● **Required task**: Write out all of the records below word for word, without changing anything.

======== Data provided

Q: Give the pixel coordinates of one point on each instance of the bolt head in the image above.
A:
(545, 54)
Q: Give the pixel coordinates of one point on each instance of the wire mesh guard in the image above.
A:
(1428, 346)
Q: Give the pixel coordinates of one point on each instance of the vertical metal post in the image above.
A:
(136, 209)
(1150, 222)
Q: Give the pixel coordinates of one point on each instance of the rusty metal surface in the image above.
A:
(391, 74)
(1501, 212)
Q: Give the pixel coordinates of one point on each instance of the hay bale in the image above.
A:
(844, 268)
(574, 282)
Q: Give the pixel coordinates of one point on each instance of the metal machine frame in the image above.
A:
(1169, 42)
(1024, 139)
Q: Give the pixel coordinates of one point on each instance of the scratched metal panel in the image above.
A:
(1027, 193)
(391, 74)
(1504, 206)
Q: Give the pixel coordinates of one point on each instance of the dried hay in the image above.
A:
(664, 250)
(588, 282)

================

● **Output for this task**:
Q: Give the pixel coordinates of one point on each instance of the bolt head in the image above.
A:
(545, 54)
Q: Give the pixel coordinates of one point on each instance of the wire mesh guard in the image above.
A:
(1428, 346)
Q: Give the pixel coordinates of one point on each instance of the vertical metal post in the image above.
A:
(136, 209)
(1150, 222)
Q: Give the pixel coordinates of one point on each instance of the rusty metal surface in the image above.
A:
(391, 74)
(1501, 212)
Q: Give the pixel coordinates of one point on each instance of the hay bale in the image above.
A:
(844, 268)
(574, 282)
Q: Give the pixel coordinates of one point on each instance of the metal machine frame in the image above.
A:
(1169, 42)
(1024, 139)
Q: Give the pixel coordinates of one point on each instance of the scratched metal panel in the image above.
A:
(1027, 193)
(391, 74)
(1504, 206)
Q: Give the pixel coordinates of one point on each instance of the dried hay in the image above.
A:
(664, 250)
(588, 282)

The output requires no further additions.